# Request
Output the data that follows exactly, line for line.

Part of a data file

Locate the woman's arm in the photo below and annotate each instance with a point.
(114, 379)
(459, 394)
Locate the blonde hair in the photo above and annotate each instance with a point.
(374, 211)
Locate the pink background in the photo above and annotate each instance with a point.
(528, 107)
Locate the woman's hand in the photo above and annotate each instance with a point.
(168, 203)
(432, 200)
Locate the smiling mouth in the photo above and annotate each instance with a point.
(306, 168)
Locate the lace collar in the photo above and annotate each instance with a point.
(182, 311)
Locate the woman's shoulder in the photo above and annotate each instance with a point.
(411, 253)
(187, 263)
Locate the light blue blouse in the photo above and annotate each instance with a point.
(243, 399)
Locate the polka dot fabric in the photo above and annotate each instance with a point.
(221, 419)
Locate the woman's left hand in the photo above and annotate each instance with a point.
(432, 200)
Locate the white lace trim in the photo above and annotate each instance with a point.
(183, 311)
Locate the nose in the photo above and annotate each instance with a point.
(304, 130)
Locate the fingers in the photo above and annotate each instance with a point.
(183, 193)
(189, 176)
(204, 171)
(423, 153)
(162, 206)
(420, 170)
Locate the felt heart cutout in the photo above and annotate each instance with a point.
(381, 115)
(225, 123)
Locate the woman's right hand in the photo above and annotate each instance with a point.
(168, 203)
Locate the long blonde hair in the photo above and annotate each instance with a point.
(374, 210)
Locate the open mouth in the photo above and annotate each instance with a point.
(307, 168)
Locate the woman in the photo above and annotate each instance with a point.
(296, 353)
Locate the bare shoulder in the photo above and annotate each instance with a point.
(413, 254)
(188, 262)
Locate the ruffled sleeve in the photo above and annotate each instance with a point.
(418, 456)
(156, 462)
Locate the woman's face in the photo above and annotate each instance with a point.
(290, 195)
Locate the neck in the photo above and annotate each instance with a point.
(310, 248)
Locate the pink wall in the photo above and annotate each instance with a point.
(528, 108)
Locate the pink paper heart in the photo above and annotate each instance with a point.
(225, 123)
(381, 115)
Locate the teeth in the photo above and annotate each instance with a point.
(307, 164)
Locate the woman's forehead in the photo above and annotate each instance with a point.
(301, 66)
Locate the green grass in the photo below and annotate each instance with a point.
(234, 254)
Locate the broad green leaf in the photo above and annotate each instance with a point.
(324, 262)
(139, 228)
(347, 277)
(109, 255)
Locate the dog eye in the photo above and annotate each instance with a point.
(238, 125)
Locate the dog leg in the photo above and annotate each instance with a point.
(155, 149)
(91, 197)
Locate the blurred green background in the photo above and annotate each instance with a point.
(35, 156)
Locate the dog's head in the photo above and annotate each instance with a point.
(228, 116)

# Written response
Locate the woman's arm in the photo below and annotate each instance with a point.
(114, 379)
(459, 394)
Locate the blonde hair in the photo above and annotate each instance with a point.
(374, 211)
Locate the pink background in the photo above and annotate each instance with a point.
(528, 107)
Locate the woman's hand in the photo above and annotate each instance with a point.
(168, 203)
(432, 200)
Locate the smiling mouth in the photo above and annotate each instance with a point.
(306, 168)
Locate the lace collar in the photo above and annotate each instance with a point.
(182, 311)
Locate the woman's shoulder in the photo above and annotate each instance with a point.
(411, 253)
(187, 263)
Locate the light blue blouse in the photo above and annotate each instance with a point.
(243, 399)
Locate the polka dot fabric in the photo above and annotate each instance with a point.
(221, 419)
Locate the woman's left hand in the photo above and annotate each instance with a point.
(432, 200)
Locate the white lace trim in the photo above and annotate each instance with a point.
(183, 311)
Locate the nose in the photo above and annotate each instance with a point.
(304, 130)
Locate the fingers in the photo above and annotate each instance with a point.
(183, 193)
(189, 176)
(204, 171)
(423, 153)
(162, 206)
(420, 170)
Locate the felt heart cutout in the photo above and annotate each instance with a point.
(381, 115)
(225, 123)
Locate the woman's right hand in the photo above and annotate each instance with a point.
(168, 203)
Locate the long blonde hair in the photo above and annotate each instance with a point.
(374, 210)
Locate the open mouth in the photo above and annotate each instance with a point.
(307, 168)
Locate the woman in the photo above and annotate each instance with a point.
(296, 353)
Locate the bare shoulder in the photo above and annotate each instance with a point.
(413, 254)
(188, 262)
Locate the ruffled sleeve in the photo above and annotate each instance with a point.
(418, 456)
(156, 462)
Locate the woman's face in the photo above and annotate each instance with a point.
(290, 195)
Locate the neck in the photo above and annotate each instance with a point.
(310, 248)
Locate the pink wall in the photo above and annotate each instance with a point.
(528, 108)
Locate the pink paper heart in the photo above and annotate each instance with a point.
(225, 123)
(381, 115)
Locate the teeth in the photo above and annotate each instance with a point.
(307, 164)
Locate the woman's forehead in the photo above and annotate each instance with a point.
(301, 66)
Locate the green grass in the photo below and annotate each instance with a point.
(234, 254)
Locate the broad green leaf in the photo above and annotate each instance with a point.
(324, 262)
(139, 228)
(347, 277)
(109, 255)
Locate the dog eye in the photo above and annotate each instance with a point.
(238, 125)
Locate the dog leg in the photo above and annotate each instance with a point.
(155, 149)
(91, 197)
Locate the blurred green background in the photo above and annotate each instance with a point.
(35, 156)
Locate the dog's head in the photo above and annotate each instance with a point.
(228, 116)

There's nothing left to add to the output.